Assignment 1:
Please extract the part of the Google memo passage that runs from "Now-former Google engineer" up to and including "men and women.", word for word.
Assignment 2:
For each statement, say whether the Google memo passage supports it, and quote the words that decide it. (a) Damore no longer works as an engineer at Google. (b) According to The Atlantic, Damore objected mainly to diversity itself. (c) Damore wrote that Google is 100% fair.

Text section:
An internal Google memo about the tech giant's diversity practices and the differences between men and women went viral this week and also unleashed a torrent of slanted coverage from prominent media figures.
Now-former Google engineer James Damore penned a memo that delved into Google's diversity practices, the biological differences between men and women, and why men tend to have more stressful jobs. Damore also criticized the "arbitrary social engineering of tech" in an effort to make it appealing to equal groups of men and women.
As The Atlantic noted, Damore's problem was not as much with diversity as with Google's pursuit of that goal.
"I hope it's clear that I'm not saying that diversity is bad, that Google or society is 100% fair, that we shouldn't try to correct for existing biases, or that minorities have the same experience of those in the majority," he wrote.

[Source data]
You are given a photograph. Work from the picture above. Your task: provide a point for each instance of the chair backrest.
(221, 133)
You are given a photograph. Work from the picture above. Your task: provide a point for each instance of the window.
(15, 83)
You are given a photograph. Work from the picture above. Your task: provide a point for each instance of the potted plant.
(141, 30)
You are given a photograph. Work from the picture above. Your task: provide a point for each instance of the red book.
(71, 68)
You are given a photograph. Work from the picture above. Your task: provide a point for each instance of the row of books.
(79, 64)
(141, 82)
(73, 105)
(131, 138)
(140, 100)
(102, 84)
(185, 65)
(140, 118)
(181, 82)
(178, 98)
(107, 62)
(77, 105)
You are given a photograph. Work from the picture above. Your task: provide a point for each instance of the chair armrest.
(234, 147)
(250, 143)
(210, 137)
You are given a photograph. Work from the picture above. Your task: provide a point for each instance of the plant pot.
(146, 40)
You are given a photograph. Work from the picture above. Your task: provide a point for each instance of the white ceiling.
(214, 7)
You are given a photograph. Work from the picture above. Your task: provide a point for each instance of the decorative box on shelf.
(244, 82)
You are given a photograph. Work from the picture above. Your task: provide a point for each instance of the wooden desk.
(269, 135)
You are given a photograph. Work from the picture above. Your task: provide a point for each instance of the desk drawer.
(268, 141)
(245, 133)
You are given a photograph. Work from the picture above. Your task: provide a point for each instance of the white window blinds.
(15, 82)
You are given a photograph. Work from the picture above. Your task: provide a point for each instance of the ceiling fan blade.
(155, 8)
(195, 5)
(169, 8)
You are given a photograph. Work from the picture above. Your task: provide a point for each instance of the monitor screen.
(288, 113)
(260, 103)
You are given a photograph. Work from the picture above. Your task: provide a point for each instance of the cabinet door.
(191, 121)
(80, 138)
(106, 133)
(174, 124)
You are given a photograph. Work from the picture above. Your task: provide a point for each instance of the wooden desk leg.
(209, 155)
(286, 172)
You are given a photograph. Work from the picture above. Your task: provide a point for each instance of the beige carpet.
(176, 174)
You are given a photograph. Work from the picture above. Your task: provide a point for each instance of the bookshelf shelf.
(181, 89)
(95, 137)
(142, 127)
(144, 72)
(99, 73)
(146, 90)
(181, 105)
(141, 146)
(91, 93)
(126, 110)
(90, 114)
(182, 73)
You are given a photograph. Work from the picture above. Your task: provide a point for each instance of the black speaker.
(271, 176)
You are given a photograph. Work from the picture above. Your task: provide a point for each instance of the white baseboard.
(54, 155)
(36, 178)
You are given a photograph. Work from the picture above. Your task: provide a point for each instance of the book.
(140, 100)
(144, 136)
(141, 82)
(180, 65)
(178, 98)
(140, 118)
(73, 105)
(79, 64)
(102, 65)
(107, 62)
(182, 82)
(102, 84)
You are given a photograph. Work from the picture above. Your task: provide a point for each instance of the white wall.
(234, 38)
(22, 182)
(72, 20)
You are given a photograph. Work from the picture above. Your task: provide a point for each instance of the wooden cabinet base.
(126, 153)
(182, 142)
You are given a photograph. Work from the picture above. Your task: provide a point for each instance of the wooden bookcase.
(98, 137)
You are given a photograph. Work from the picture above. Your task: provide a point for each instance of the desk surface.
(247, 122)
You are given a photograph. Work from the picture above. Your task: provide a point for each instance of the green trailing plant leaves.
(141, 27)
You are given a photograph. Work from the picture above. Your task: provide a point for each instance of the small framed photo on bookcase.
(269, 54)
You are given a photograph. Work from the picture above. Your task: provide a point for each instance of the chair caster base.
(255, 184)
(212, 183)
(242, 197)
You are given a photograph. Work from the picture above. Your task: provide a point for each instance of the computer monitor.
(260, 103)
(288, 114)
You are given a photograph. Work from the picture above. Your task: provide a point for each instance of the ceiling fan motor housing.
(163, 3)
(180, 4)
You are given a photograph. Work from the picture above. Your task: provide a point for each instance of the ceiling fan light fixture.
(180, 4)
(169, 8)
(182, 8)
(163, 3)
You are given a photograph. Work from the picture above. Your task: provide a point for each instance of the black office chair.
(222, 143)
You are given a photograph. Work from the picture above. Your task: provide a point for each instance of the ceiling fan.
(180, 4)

==

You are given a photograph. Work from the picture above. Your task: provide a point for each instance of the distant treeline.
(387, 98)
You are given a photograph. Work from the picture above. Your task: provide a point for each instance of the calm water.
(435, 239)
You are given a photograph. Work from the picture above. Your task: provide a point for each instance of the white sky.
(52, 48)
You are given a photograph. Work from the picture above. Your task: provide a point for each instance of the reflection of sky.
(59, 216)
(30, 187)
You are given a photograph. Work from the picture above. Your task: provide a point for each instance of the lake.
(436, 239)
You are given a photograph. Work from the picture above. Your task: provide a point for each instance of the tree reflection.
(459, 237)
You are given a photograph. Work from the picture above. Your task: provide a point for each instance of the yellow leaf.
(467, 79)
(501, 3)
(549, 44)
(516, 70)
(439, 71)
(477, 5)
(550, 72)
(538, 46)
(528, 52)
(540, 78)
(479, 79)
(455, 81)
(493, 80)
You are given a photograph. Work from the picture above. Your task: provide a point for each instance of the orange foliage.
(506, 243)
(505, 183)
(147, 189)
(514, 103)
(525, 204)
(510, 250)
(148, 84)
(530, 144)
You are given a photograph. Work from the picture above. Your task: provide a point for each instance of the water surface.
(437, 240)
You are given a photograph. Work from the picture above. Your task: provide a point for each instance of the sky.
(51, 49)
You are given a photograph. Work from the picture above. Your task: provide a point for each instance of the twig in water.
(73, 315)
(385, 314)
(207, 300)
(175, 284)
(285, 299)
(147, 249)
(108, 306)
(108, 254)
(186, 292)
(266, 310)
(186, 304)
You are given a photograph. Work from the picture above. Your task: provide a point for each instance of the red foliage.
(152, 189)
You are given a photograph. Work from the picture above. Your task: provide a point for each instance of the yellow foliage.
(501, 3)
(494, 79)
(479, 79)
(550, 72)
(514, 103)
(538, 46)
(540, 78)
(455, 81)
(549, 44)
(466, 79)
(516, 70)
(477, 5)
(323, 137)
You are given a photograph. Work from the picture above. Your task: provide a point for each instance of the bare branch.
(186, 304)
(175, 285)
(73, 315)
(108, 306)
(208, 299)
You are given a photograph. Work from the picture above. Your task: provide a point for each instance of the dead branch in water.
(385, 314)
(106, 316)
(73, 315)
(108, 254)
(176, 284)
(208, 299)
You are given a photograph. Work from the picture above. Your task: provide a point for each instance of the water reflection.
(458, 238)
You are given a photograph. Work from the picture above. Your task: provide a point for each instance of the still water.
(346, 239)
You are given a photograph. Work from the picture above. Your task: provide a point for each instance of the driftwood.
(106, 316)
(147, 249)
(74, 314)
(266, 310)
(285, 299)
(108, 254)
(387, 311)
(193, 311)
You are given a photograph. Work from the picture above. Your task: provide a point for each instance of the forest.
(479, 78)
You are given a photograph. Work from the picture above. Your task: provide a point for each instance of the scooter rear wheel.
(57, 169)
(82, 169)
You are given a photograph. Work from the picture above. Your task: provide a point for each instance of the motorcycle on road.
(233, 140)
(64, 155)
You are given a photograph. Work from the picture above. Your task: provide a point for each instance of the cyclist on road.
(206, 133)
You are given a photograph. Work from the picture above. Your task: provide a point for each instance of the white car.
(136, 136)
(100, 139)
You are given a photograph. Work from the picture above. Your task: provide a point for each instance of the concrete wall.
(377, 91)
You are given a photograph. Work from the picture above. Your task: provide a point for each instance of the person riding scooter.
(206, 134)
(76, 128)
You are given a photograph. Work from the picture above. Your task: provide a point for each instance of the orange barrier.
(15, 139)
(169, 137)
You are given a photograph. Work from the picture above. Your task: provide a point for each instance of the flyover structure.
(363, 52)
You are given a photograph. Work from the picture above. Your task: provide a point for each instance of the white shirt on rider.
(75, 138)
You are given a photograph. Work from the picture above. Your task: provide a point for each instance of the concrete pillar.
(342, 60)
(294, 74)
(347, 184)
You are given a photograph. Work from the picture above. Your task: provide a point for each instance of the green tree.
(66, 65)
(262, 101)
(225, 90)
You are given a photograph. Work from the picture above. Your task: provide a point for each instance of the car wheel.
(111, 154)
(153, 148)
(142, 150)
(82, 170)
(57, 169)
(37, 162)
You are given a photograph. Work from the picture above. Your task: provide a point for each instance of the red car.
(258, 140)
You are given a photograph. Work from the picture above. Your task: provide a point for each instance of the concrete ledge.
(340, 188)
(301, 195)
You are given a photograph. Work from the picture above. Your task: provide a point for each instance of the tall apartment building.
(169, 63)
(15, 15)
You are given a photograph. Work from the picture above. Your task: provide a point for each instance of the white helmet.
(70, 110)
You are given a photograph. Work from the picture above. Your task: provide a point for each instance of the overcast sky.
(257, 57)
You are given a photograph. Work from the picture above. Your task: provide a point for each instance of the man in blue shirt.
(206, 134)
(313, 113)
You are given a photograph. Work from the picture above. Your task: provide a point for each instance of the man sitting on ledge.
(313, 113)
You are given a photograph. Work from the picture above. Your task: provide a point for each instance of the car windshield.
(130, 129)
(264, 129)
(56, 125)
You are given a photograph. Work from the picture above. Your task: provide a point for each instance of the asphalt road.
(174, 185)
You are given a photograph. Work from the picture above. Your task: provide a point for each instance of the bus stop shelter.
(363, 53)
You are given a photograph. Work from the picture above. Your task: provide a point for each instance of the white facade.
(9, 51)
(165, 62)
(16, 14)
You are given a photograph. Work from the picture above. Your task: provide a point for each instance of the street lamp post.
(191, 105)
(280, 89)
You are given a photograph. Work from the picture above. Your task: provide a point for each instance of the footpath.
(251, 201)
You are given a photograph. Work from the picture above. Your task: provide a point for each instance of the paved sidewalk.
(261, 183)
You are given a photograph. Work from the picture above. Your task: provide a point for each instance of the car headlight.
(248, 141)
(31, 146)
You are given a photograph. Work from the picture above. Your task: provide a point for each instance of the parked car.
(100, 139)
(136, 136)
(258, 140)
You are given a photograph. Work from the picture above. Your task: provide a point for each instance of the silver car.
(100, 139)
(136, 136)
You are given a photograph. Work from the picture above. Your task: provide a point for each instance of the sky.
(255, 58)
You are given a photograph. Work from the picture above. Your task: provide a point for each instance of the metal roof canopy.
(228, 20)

...

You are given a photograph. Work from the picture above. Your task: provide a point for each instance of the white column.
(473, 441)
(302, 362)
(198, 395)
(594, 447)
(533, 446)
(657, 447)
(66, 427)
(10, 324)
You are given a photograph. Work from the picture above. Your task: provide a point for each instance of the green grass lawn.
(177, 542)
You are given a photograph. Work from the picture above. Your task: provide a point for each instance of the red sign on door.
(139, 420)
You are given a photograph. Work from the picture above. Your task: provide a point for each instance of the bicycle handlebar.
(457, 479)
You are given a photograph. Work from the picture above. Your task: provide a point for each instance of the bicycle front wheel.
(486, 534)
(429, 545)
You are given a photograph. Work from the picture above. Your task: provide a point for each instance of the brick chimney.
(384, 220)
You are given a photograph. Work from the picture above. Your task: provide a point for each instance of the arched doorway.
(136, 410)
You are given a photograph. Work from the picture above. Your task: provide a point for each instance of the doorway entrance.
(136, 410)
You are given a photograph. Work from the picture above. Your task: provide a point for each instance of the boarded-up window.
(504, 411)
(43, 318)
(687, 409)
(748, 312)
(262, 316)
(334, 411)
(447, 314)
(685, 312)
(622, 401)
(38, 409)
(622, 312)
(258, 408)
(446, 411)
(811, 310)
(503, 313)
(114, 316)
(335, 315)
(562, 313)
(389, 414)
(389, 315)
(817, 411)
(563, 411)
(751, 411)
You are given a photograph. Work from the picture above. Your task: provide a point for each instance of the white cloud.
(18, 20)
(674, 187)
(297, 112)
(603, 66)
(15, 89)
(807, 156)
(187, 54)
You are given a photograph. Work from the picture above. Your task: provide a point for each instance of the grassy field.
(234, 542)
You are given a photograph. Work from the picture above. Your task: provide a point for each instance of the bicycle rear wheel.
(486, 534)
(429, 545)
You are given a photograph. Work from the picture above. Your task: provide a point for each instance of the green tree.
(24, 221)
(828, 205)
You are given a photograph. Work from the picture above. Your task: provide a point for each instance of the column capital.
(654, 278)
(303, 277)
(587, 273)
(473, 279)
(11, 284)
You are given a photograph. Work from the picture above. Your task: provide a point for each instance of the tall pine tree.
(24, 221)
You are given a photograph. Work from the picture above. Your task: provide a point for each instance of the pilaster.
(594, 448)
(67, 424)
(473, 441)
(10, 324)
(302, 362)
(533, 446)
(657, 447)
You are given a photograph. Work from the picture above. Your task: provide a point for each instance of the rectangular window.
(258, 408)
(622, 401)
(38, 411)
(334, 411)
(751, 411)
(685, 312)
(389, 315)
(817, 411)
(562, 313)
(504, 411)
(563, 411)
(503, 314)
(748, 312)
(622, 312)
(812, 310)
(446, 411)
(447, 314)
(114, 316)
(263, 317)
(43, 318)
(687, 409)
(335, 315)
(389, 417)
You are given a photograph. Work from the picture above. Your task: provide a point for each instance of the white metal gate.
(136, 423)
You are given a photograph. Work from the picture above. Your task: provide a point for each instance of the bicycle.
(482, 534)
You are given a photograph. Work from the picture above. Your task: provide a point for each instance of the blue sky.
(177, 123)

Output 1:
Now-former Google engineer James Damore penned a memo that delved into Google's diversity practices, the biological differences between men and women, and why men tend to have more stressful jobs. Damore also criticized the "arbitrary social engineering of tech" in an effort to make it appealing to equal groups of men and women.

Output 2:
(a) Yes: "Now-former Google engineer James Damore"
(b) No: "Damore's problem was not as much with diversity as with Google's pursuit of that goal."
(c) No: "I hope it's clear that I'm not saying that diversity is bad, that Google or society is 100% fair"